With the Florida Legislature convening next week, regular citizens trying to participate in the legislative process will face tough hurdles under COVID-19 protocols set by the House and Senate chambers.
For Floridians who want to engage in the process of creating laws and providing testimony, access in general will be limited and residents with disabilities will face even more difficulties during the pandemic.
What’s more, the two chambers in the Legislature are inconsistent in their COVID protocols.
In a Thursday briefing, a frustrated group of Florida advocates found little help in expanding public access, following a letter to several lawmakers.
Common Cause Florida, a pro-democracy advocacy group, along with more than 30 other Florida-based organizations, sent a letter to the lawmakers at the start of the month that outlined ways Floridians could more easily participate in the legislative process.
Some of the suggestions included remote participation from areas outside of Tallahassee, written testimonies, and providing closed captioning services and/or American Sign Language interpreters to improve accessibility.
But there has been little effort to address those concerns, the advocates said on Thursday.

========================

WORK ORDER A:
Transcribe the Florida Legislature article from "With the Florida" to "during the pandemic.".
WORK ORDER B:
Pick up the Florida Legislature article after its last sentence and carry it forward.
The data after this point has no connection to the Florida Legislature article.

AVAILABLE DATA:
========================

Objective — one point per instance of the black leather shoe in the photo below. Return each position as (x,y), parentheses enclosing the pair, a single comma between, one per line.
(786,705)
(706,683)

========================

ANSWER BOX A:
With the Florida Legislature convening next week, regular citizens trying to participate in the legislative process will face tough hurdles under COVID-19 protocols set by the House and Senate chambers.
For Floridians who want to engage in the process of creating laws and providing testimony, access in general will be limited and residents with disabilities will face even more difficulties during the pandemic.

ANSWER BOX B:
“Despite our collective effort requesting our legislators revisit and revise their unilateral decision to obfuscate government from Floridians, no substantive changes have occurred — despite us being just a few short days away from starting our regular session,” said Anjenys Gonzalez-Eilert, executive director for Common Cause Florida.
The coalition wants more access to the legislative process that could make impact the lives of Florida citizens.
Right now, Floridians can give public testimony from the Civic Center in Leon County to be live-streamed into the Senate meetings at the Capitol building.
But, down the street at the Capitol, the House allows in-person public testimony.
This means that if a Floridian has business in both the House and Senate, they would have to walk about a mile in between meetings. And for some Floridians, that’s a long hike.
Olivia Babis, senior public policy analyst with Disability Rights Florida, argued that very point in the Thursday press briefing. Disability Rights Florida is one of the advocacy groups that joined Common Cause Florida in the initiative to expand access to the legislative process.
Babis expressed that participating in the legislative process has “always been a difficult process for people with disabilities,” but the new COVID precautions have their own setbacks regarding voices of people with disabilities.
“To have the Senate and the House have different processes is problematic for people with disabilities,” Babis said. “Somebody that has mobility impairment may not be able to make that trek back and forth, especially to have to do it repeatedly, multiple times a day – if this is someone who is following multiple pieces of legislation they want to provide testimony on.”
Even if someone wants to provide Senate testimony only at the Civic Center, there are accessibility issues there as well.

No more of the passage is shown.